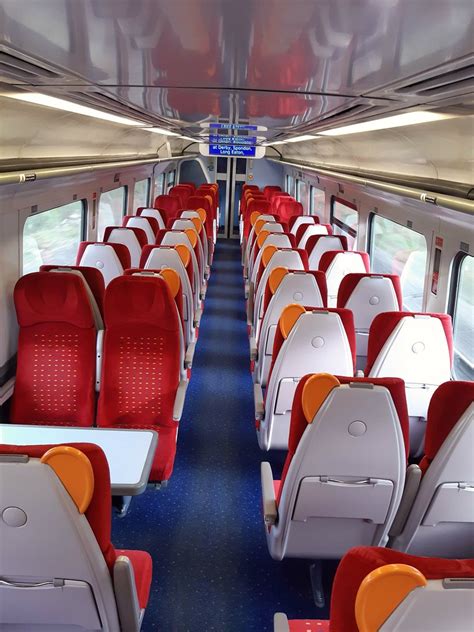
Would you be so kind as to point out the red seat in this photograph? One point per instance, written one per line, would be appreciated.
(55, 377)
(168, 205)
(141, 364)
(98, 515)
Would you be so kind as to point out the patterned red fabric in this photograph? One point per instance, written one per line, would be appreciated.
(302, 229)
(293, 219)
(55, 377)
(270, 187)
(447, 405)
(350, 281)
(140, 366)
(151, 220)
(360, 561)
(138, 232)
(168, 205)
(313, 240)
(328, 258)
(320, 280)
(93, 277)
(121, 251)
(384, 324)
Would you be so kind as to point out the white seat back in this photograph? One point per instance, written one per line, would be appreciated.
(167, 257)
(140, 221)
(345, 481)
(342, 264)
(372, 296)
(300, 221)
(295, 287)
(325, 244)
(104, 258)
(123, 235)
(155, 213)
(312, 229)
(317, 343)
(290, 259)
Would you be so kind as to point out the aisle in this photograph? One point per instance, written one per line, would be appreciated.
(212, 570)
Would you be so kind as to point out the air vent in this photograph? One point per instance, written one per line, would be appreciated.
(457, 80)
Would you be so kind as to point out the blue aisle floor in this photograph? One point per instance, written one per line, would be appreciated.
(212, 570)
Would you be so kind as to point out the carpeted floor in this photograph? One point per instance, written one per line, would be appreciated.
(212, 570)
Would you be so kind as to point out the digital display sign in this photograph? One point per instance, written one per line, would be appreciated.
(248, 128)
(232, 151)
(232, 140)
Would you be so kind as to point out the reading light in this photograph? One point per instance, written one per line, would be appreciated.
(399, 120)
(68, 106)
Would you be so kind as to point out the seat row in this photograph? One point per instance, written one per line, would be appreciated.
(378, 590)
(346, 479)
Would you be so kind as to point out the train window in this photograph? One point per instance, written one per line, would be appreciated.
(396, 249)
(52, 236)
(317, 201)
(111, 209)
(463, 316)
(344, 220)
(302, 193)
(170, 179)
(141, 193)
(290, 185)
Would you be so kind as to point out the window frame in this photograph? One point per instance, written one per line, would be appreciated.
(313, 188)
(341, 225)
(458, 261)
(82, 230)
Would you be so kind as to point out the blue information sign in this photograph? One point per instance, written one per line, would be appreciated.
(232, 140)
(232, 151)
(249, 128)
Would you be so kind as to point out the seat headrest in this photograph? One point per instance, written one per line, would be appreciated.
(140, 300)
(383, 325)
(47, 297)
(447, 405)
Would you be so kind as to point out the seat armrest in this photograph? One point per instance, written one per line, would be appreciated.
(179, 400)
(126, 595)
(258, 399)
(280, 622)
(197, 317)
(412, 483)
(270, 511)
(253, 348)
(188, 358)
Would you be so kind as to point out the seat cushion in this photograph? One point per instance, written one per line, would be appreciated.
(142, 569)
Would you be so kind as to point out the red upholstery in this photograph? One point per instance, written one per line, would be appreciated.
(142, 569)
(303, 256)
(447, 405)
(293, 219)
(302, 229)
(99, 513)
(384, 324)
(270, 187)
(55, 377)
(140, 367)
(151, 220)
(93, 277)
(320, 280)
(138, 232)
(350, 282)
(289, 208)
(168, 205)
(313, 240)
(121, 251)
(328, 258)
(361, 561)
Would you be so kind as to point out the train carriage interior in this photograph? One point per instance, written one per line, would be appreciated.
(236, 315)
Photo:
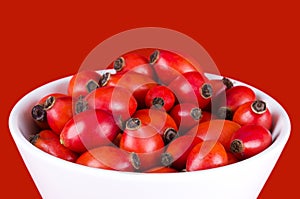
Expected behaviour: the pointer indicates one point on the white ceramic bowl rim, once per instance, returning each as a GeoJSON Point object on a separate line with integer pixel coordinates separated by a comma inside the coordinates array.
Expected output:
{"type": "Point", "coordinates": [16, 132]}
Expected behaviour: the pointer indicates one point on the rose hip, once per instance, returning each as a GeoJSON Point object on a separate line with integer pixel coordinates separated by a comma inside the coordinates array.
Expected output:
{"type": "Point", "coordinates": [250, 140]}
{"type": "Point", "coordinates": [168, 65]}
{"type": "Point", "coordinates": [206, 155]}
{"type": "Point", "coordinates": [235, 97]}
{"type": "Point", "coordinates": [254, 112]}
{"type": "Point", "coordinates": [160, 97]}
{"type": "Point", "coordinates": [192, 87]}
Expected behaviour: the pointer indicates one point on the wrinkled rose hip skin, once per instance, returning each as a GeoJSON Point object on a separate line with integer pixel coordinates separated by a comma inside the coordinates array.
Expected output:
______________________________
§ Exercise objective: Lines holding the word "GeoJSON" in the entries above are the ones to pull out. Copy them all.

§ Reply to the exercise:
Expected behaviour: the pointer indicates one point on the white ceramic bowl rim, once per instance, returning each as a GeoJSON Point object on a separate line with integer pixel coordinates separated by a comma inside the coordinates array.
Expected behaviour: the pointer indicates one point on the rose hip, once per instance, returning each as a GeoJSON Point object on a separate line with integer pixel coordinates separated by a comma inside the coordinates array.
Expected behaviour: the pointer indicates one point on the wrinkled rose hip skin, once per instance, returning each as a GeoJSON Point object on a separate line with integer pixel coordinates separated by a comma inside the coordinates array.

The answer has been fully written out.